Do this.
Rewrite the data below with every "thickest part" changed to "widest part" and everything else left as it is. Leave the pictures out.

[Start]

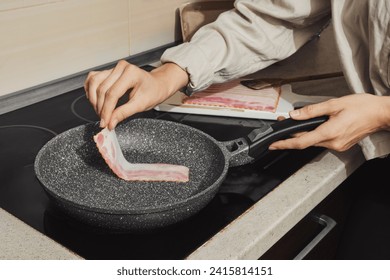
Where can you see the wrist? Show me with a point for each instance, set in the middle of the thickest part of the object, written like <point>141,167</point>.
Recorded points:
<point>172,77</point>
<point>386,112</point>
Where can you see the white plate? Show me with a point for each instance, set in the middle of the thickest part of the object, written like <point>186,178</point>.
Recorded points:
<point>288,101</point>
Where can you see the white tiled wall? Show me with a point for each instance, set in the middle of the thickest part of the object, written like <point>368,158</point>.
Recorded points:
<point>44,40</point>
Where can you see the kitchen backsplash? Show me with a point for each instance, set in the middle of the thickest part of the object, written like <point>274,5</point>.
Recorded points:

[End]

Result.
Where can you see the wrist? Show me with a point for each instance, set in the middle of the widest part of the object, written like <point>141,167</point>.
Recorded points:
<point>172,77</point>
<point>386,112</point>
Where can you see the white plate? Show me with a point for each instance, set in the middle of the widest part of the object, written like <point>186,178</point>.
Recorded points:
<point>288,101</point>
Where can you see the white tiled wall? Show me with a point for each instance, set in the middle of the widest part of the object, written like <point>368,158</point>.
Recorded points:
<point>44,40</point>
Where can you see the kitchen backsplash? Show me with a point for each instance, set in the middle of the widest part of the object, written like <point>274,5</point>.
Recorded points:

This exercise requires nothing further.